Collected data
○ ○ ○
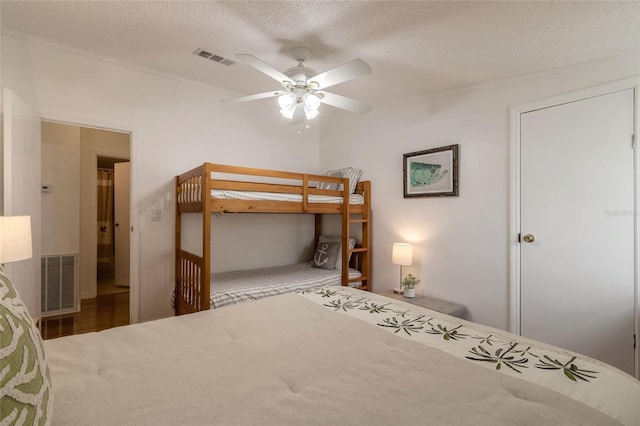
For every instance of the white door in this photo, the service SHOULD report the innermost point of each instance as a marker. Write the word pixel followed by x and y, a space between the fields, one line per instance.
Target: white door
pixel 577 204
pixel 122 227
pixel 21 189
○ ○ ○
- [DIRECTIONS FOR THIS TASK]: Every entry above should be returned exactly, with no images included.

- [EXERCISE RESULT]:
For every instance of the white door in this photo, the service SHOULD report the innermost point of each instance as a marker. Write the word pixel followed by x and y, a space between the fields, one line per instance.
Target: white door
pixel 577 204
pixel 122 227
pixel 21 189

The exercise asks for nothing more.